[Source data]
-*-

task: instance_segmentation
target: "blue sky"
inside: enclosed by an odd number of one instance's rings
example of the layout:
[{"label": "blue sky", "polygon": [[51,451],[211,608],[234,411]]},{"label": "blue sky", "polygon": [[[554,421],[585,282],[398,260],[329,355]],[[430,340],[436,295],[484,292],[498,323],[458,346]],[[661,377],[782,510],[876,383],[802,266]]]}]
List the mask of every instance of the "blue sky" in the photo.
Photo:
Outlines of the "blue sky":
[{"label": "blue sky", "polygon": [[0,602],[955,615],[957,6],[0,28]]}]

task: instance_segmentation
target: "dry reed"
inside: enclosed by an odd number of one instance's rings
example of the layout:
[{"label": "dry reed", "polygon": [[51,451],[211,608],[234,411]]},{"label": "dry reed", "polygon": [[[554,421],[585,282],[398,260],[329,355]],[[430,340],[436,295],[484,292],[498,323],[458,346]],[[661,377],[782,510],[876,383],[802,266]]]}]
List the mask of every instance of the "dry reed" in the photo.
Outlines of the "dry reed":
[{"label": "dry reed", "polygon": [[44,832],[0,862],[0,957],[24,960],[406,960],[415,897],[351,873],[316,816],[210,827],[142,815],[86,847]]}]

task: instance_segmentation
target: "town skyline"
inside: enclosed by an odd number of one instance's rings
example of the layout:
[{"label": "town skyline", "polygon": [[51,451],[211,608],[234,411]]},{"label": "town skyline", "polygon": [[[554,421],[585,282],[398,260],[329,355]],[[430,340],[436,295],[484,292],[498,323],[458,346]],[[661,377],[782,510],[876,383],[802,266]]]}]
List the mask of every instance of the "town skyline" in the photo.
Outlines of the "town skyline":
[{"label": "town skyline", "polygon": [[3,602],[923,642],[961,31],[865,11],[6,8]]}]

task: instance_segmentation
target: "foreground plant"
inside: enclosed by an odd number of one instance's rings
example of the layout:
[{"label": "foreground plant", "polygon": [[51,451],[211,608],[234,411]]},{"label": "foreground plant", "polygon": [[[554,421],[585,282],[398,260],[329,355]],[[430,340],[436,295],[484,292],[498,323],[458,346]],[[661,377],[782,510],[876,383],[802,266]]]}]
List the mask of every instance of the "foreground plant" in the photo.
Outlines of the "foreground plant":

-*-

• Exercise:
If a line of the data contains "target", copy it out.

• The answer:
target: "blue sky"
target: "dry reed"
target: "town skyline"
target: "foreground plant"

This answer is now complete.